[Document text]

The militant women suffragists made another raid on No. 10 Downing-street, the official residence of the prime minister. Two of their number, Mrs Drummond and Miss Mary Garth, succeeded in reaching the swing-doors leading into the historic council chamber. While these women were being ejected two others - Miss New and Nurse Chew - chained and padlocked themselves to the railings outside the premier's residence. It was some time before police inspectors could break the chains and escort the released suffragists to Cannon-row Police Station.

Each suffragist wore round her waist a long, steel chain - not unlike a very heavy dog chain. Each took the loosened end of the chain, threw it round the railings, and fixed it to the rest of the chain. This was done so deftly that it was not until the police heard the click of the lock that they understood the clever move by which the suffragists had outwitted them, and prevented for a time their own removal. 'Votes for women!' shouted the two voluntary prisoners simultaneously. 'Votes for Women?'

(2) Sylvia Pankhurst, The Suffrage Movement (1931)

Mary Leigh and her colleagues, who were organising there, began by copying the police methods so far as to address a warning to the public not to attend Mr. Asquith's meeting, as disturbances were likely to ensue, and immediately the authorities were seized with panic. A great tarpaulin was stretched across the glass roof of the Bingley Hall, a tall fire escape was placed on each side of the building, and hundreds of yards of firemen's hoses were laid across the roof. Wooden barriers, nine feet high, were erected along the station platform and across all the leading thoroughfares in the neighbourhood, whilst the ends of the streets both in front and at the back of Bingley Hall were sealed up by barricades. Nevertheless, inside those very sealed-up streets, numbers of Suffragettes had been lodging for days past and were quietly watching the arrangements.

[Recorded information]
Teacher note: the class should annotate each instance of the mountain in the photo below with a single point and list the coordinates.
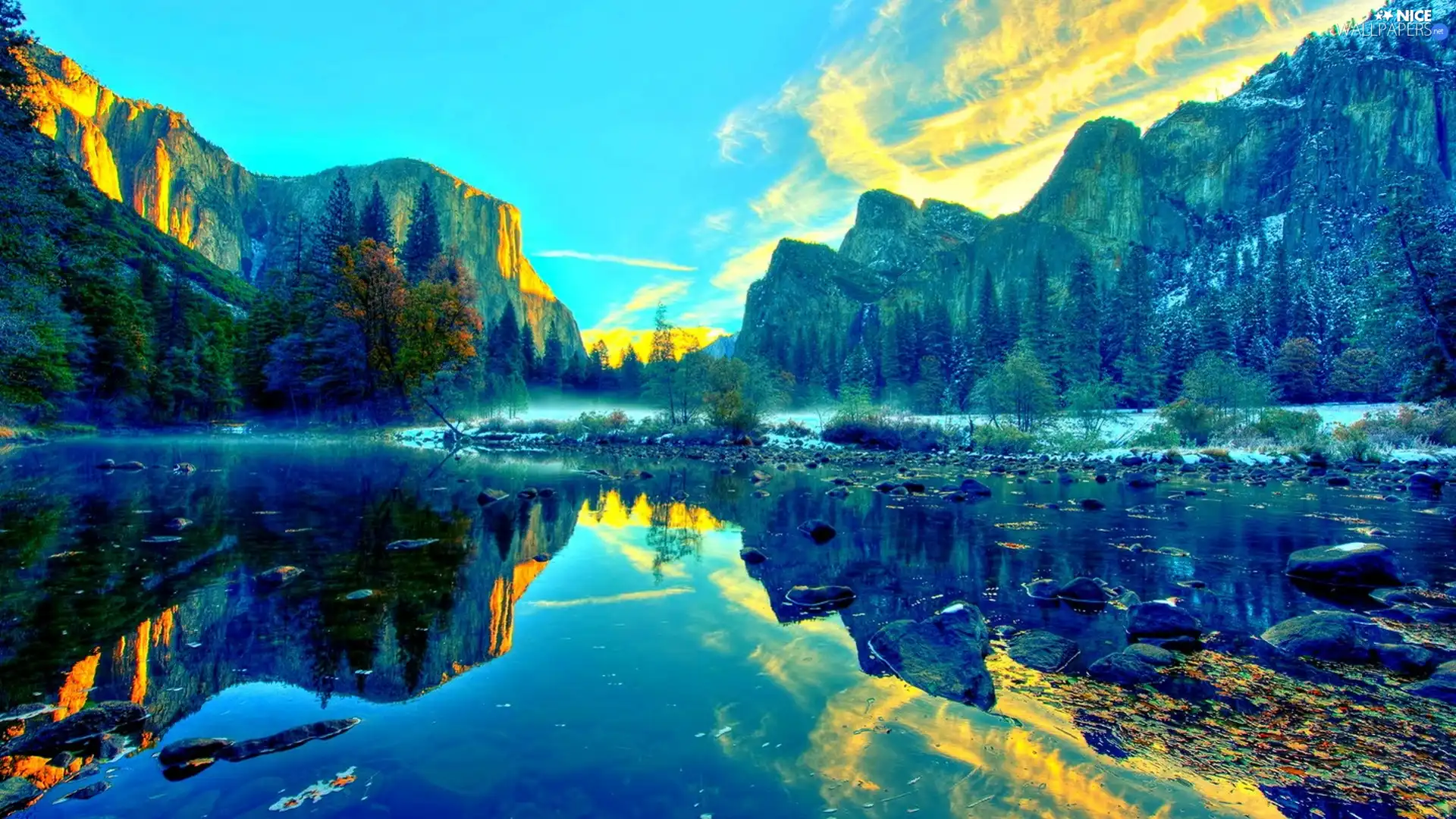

[Stated problem] Quote the suffrage text from "The militant women" to "Cannon-row Police Station.".

[Solution to the problem]
The militant women suffragists made another raid on No. 10 Downing-street, the official residence of the prime minister. Two of their number, Mrs Drummond and Miss Mary Garth, succeeded in reaching the swing-doors leading into the historic council chamber. While these women were being ejected two others - Miss New and Nurse Chew - chained and padlocked themselves to the railings outside the premier's residence. It was some time before police inspectors could break the chains and escort the released suffragists to Cannon-row Police Station.